-- BEGIN --

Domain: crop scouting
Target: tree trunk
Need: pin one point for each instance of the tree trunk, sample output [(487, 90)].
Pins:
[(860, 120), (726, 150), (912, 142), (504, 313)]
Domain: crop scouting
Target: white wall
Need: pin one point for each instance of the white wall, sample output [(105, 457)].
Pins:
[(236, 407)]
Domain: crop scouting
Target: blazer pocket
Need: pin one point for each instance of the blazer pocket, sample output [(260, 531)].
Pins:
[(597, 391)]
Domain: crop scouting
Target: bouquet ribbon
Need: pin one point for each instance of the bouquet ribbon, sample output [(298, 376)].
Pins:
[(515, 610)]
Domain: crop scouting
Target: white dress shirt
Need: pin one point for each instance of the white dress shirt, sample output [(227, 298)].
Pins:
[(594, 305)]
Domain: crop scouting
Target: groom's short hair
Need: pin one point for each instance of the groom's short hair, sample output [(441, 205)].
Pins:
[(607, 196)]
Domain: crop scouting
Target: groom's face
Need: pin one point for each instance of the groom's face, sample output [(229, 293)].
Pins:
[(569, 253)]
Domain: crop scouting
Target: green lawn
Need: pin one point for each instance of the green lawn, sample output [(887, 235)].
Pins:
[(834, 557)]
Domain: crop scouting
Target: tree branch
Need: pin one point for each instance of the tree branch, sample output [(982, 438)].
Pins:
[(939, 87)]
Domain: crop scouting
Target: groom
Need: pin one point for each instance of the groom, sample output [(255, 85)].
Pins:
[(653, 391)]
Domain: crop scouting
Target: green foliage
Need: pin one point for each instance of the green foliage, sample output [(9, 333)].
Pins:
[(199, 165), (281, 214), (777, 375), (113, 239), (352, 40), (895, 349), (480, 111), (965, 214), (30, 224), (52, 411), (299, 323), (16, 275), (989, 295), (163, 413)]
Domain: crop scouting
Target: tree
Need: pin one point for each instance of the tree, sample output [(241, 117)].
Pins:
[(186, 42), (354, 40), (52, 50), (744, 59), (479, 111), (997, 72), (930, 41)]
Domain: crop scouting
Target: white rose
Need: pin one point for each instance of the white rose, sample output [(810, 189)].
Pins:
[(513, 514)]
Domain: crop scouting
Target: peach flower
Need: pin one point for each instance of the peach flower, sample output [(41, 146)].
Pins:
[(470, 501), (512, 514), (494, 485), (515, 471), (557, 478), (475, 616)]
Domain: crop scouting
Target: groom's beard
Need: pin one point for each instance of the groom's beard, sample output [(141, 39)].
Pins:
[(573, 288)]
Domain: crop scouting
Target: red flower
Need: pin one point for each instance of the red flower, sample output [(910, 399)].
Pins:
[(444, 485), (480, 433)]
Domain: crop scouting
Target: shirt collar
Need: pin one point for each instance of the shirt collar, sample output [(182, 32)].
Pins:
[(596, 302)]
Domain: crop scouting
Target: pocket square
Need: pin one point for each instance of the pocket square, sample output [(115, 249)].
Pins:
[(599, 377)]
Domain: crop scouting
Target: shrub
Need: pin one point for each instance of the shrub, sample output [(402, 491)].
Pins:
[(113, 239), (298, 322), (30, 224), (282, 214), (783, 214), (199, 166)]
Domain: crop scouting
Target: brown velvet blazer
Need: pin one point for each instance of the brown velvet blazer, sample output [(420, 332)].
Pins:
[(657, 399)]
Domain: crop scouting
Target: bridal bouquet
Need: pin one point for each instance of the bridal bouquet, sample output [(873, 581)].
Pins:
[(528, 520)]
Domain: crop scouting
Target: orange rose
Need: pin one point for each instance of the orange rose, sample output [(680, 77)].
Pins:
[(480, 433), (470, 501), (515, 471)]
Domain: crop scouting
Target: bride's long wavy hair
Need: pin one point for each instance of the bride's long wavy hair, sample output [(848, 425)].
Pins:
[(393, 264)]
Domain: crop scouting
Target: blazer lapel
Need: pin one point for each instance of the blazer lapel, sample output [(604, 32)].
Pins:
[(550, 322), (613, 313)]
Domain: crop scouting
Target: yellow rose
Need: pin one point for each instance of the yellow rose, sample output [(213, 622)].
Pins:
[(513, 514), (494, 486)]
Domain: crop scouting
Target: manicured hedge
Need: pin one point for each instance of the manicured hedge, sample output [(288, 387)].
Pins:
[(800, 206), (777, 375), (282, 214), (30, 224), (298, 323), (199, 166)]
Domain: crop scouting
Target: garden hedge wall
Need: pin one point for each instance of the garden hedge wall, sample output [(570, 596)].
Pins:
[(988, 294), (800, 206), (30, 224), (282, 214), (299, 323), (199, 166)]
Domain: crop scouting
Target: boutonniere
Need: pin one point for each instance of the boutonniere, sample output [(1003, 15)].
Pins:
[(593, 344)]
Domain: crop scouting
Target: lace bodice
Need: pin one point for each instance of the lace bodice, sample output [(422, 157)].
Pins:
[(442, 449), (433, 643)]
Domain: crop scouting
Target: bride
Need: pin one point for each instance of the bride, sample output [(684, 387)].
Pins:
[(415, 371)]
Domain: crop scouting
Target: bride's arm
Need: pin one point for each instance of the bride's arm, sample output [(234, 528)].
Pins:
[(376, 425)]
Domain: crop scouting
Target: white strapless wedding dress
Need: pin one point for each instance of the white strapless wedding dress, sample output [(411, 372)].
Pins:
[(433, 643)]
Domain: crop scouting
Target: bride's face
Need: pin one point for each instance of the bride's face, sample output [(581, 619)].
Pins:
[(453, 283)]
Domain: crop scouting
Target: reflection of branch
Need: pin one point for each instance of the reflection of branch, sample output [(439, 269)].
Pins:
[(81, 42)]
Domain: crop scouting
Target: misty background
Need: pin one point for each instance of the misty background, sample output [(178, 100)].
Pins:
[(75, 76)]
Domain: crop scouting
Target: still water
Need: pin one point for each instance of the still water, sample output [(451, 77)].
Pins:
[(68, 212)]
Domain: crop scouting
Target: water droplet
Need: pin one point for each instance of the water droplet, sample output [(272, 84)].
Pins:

-- END --

Could you set out all of the lines above as a numbered list, leaving out any blank lines?

1. Domain: crop scouting
2. Target: tree trunk
3. Need: pin one point for each instance of the tree trunk, sample output [(487, 90)].
4. Pins:
5. [(860, 120), (726, 150), (912, 142), (504, 313)]
6. Domain: crop scouting
7. Target: white wall
8. Need: pin one point for each instance of the white wall, sample output [(105, 457)].
9. Pins:
10. [(236, 407)]
11. Domain: crop scouting
12. Target: blazer pocket
13. Need: pin one point for each instance of the blazer pocket, sample output [(260, 531)].
14. Pins:
15. [(597, 391)]
16. Domain: crop scouting
17. Target: bouquet ribbon
18. Need: pin one point for each instance of the bouquet ribbon, sample output [(298, 376)].
19. Pins:
20. [(515, 610)]
21. Domain: crop scouting
22. Target: white dress shirt
23. Need: pin one point for each instance of the white dress shirt, sample output [(227, 298)].
24. Pins:
25. [(594, 305)]
26. Domain: crop scouting
27. Target: groom's short hair
28. Need: pin one point for each instance of the groom's short hair, sample output [(441, 205)].
29. Pins:
30. [(607, 196)]
31. Domain: crop scouting
32. Target: groom's face
33. Need: pin one point for each instance of the groom's face, sample output [(229, 293)].
34. Pins:
35. [(569, 253)]
36. Domain: crop scouting
37. Target: green lawn
38. Need: pin one point for each instance of the green lawn, sample output [(887, 235)].
39. Pins:
40. [(834, 557)]
41. Domain: crop scouting
42. Target: tree branch
43. Need: pin one point for each instance of the tree branch, sample output [(982, 438)].
44. Pins:
45. [(939, 87)]
46. Domain: crop scouting
47. Target: groom
48. Need: pin one point for each instance of the groom, sample output [(255, 85)].
49. Pins:
50. [(653, 391)]
51. Domain: crop scouting
52. Target: green foliage
53. Need: pin one point for each instance of the green foliage, sample output [(9, 333)].
54. Pins:
55. [(199, 165), (281, 214), (777, 375), (113, 239), (352, 40), (895, 349), (480, 111), (965, 214), (30, 224), (52, 411), (299, 323), (16, 275), (989, 295), (163, 413)]
56. Domain: crop scouting
57. Target: tree
58. Need: pin one point for each instance of the tree, sample output [(241, 117)].
59. Pins:
60. [(186, 42), (354, 40), (52, 50), (744, 59), (479, 111), (997, 72), (930, 41)]
61. Domain: crop scouting
62. Target: white rose
63. Need: pin one point for each instance of the white rose, sample output [(810, 189)].
64. Pins:
65. [(513, 514)]
66. Domain: crop scouting
67. Target: peach flower
68. Need: pin one point for each instance of the peach flower, sample output [(41, 146)].
69. Pins:
70. [(470, 501), (512, 514), (494, 485), (515, 471), (557, 478), (475, 616)]
71. Domain: crop scouting
72. Target: groom's beard
73. Need: pin one point for each instance of the groom's beard, sample output [(141, 39)].
74. Pins:
75. [(573, 288)]
76. Domain: crop scouting
77. Target: red flower
78. Need: pin one point for each instance of the red flower, sample output [(910, 399)].
79. Pins:
80. [(444, 485), (480, 433)]
81. Domain: crop scouting
82. Target: shirt collar
83. Need: pin one point for each instance of the shirt collar, sample output [(182, 32)].
84. Pins:
85. [(596, 302)]
86. Domain: crop scouting
87. Target: pocket square
88. Need: pin one point for each instance of the pocket square, sample output [(115, 249)].
89. Pins:
90. [(599, 377)]
91. Domain: crop scouting
92. Target: shrub
93. Need: pin one point for each instance of the shrub, sample output [(402, 491)].
94. Pins:
95. [(113, 239), (298, 322), (30, 224), (282, 214), (783, 214), (199, 166)]
96. Domain: crop scouting
97. Target: brown velvet blazer
98. Need: pin one point for each instance of the brown velvet blazer, sample output [(420, 332)].
99. Pins:
100. [(657, 399)]
101. Domain: crop scouting
102. Target: bridal bouquet
103. Need: pin one point for each instance of the bridal bouquet, sample output [(873, 581)].
104. Pins:
105. [(528, 520)]
106. Domain: crop scouting
107. Target: orange rose
108. Need: pin one point for each instance of the orange rose, sample output [(680, 77)].
109. Pins:
110. [(480, 433), (470, 501), (515, 471)]
111. Domain: crop scouting
112. Target: bride's long wavy hair
113. Need: pin one point for each instance of the bride's long wavy hair, sample output [(848, 425)].
114. Pins:
115. [(393, 264)]
116. Domain: crop scouting
117. Target: blazer lapel
118. Need: pin one point for each instance of the blazer lapel, sample output [(604, 32)].
119. Pins:
120. [(550, 322), (613, 313)]
121. Domain: crop scouting
122. Target: yellow rose
123. Need: pin one point for each instance of the yellow rose, sample output [(213, 622)].
124. Pins:
125. [(513, 514), (494, 486)]
126. Domain: crop scouting
127. Target: manicured hedge
128. Need: pin one point for each instance of the manicured hedge, sample output [(288, 387)].
129. Pins:
130. [(800, 206), (777, 375), (282, 214), (30, 224), (298, 323), (199, 166)]
131. Domain: crop scouting
132. Target: garden hedge wall
133. Need: pin one point for each instance of the garden hedge wall, sample output [(570, 596)].
134. Pins:
135. [(988, 294), (800, 206), (30, 224), (282, 214), (299, 323), (199, 166)]
136. Domain: crop scouting
137. Target: boutonniere
138. Need: pin one point for each instance of the boutonniere, sample output [(1003, 15)].
139. Pins:
140. [(593, 344)]
141. Domain: crop scouting
142. Target: lace bodice
143. Need: pin one point for each instance of the lace bodice, sample output [(422, 157)].
144. Pins:
145. [(442, 449), (433, 643)]
146. Domain: crop scouting
147. Target: bride
148. Need: pin one point for each instance of the bride, sample output [(684, 387)].
149. Pins:
150. [(415, 371)]
151. Domain: crop scouting
152. Target: bride's arm
153. Need: pin one point for each instance of the bride's arm, sample output [(234, 528)].
154. Pins:
155. [(376, 425)]
156. Domain: crop scouting
157. Target: white strapless wedding dress
158. Need: pin one point for each instance of the white strapless wedding dress, sample output [(411, 372)].
159. Pins:
160. [(433, 643)]
161. Domain: crop scouting
162. Target: bride's face
163. Need: pin one point for each instance of the bride's face, sample output [(581, 619)].
164. Pins:
165. [(453, 283)]
166. Domain: crop scouting
167. Target: reflection of branch
168. Need: pin one point for each instance of the reflection of branch, sample output [(439, 269)].
169. Pins:
170. [(81, 42)]
171. Domain: crop scouting
172. Target: misty background
173. Need: pin one point for each instance of the misty background, sample output [(178, 100)].
174. Pins:
175. [(75, 76)]
176. Domain: crop scouting
177. Target: still water
178. Need: pin one point for each instance of the still water, sample output [(451, 77)].
179. Pins:
180. [(68, 212)]
181. Domain: crop scouting
182. Target: water droplet
183. Need: pin one point for each instance of the water droplet, sample output [(272, 84)].
184. Pins:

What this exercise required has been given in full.